Reproduce verbatim only the lines of the records below, starting at the line that contains "Category: the reflection on windshield" and ending at the line that contains "pixel 51 18", with both of those lines included.

#### Provided material
··········

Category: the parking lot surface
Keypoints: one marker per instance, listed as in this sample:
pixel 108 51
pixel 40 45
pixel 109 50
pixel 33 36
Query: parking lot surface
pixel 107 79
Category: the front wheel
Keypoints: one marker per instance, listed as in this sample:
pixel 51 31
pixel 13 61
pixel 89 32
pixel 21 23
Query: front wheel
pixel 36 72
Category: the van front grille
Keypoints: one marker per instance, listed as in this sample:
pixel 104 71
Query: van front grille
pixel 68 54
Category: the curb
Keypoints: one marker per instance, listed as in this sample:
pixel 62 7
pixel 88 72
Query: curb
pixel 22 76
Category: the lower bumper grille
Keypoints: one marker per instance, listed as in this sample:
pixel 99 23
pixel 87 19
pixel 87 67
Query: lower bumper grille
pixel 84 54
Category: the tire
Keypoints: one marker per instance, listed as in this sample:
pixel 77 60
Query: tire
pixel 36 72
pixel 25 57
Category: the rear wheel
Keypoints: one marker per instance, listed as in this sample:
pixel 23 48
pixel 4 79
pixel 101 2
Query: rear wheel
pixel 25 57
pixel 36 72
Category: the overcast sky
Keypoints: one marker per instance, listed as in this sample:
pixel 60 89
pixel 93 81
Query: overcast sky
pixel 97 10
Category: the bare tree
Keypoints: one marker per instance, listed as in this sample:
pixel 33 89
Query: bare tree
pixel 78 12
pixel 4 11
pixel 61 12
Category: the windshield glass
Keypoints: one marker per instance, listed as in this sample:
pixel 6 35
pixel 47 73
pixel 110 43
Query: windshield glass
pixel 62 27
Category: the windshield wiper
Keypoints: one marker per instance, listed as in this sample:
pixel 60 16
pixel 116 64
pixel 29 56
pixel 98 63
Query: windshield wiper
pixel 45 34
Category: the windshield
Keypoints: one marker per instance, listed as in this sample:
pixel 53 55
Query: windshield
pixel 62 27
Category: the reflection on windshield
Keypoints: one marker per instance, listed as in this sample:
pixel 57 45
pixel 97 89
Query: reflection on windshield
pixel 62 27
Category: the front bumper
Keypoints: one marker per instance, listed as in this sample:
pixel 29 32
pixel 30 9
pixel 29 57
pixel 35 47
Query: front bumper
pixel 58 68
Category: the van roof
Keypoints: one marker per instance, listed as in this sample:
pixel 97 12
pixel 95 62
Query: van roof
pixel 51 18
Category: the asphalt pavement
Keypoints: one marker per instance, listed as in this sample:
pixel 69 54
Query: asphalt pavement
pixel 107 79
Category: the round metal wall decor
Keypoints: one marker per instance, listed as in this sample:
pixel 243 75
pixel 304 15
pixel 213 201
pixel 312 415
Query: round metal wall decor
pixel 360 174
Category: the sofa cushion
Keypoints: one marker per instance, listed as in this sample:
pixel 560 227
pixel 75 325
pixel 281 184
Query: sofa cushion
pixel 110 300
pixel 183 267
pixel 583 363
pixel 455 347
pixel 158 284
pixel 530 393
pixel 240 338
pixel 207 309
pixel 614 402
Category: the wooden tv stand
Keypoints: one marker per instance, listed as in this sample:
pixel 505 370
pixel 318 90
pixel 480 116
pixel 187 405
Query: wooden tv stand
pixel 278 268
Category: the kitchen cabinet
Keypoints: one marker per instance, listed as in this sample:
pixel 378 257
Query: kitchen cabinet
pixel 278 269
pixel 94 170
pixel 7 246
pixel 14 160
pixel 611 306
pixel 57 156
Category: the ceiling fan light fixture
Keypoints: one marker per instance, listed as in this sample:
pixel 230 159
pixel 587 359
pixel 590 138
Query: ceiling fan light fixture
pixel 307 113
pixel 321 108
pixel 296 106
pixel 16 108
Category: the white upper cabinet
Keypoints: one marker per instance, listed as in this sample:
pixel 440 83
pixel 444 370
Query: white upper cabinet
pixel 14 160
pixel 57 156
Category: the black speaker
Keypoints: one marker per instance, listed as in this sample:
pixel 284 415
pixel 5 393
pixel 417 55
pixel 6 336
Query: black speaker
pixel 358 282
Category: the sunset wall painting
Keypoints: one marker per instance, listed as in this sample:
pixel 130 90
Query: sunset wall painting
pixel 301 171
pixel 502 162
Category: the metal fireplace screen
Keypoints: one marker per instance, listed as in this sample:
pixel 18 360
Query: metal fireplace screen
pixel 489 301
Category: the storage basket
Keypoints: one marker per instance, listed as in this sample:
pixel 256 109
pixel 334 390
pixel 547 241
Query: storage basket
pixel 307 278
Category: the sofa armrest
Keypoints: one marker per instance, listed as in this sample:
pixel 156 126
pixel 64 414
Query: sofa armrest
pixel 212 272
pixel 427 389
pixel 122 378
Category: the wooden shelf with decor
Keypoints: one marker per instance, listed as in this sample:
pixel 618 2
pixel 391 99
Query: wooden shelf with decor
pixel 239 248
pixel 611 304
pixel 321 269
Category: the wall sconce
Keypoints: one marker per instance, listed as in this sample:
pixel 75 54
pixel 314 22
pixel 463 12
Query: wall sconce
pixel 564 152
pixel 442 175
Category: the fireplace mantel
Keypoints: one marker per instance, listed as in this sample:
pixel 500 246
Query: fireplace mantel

··········

#### Result of this exercise
Category: the reflection on windshield
Keypoints: one marker per instance, listed as in this sample:
pixel 57 45
pixel 97 89
Query: reflection on windshield
pixel 62 27
Category: the front bumper
Keypoints: one marker per instance, listed as in this sample:
pixel 29 32
pixel 30 9
pixel 29 57
pixel 35 47
Query: front bumper
pixel 58 68
Category: the van roof
Keypoints: one marker per instance, listed as in this sample:
pixel 97 12
pixel 95 62
Query: van roof
pixel 51 18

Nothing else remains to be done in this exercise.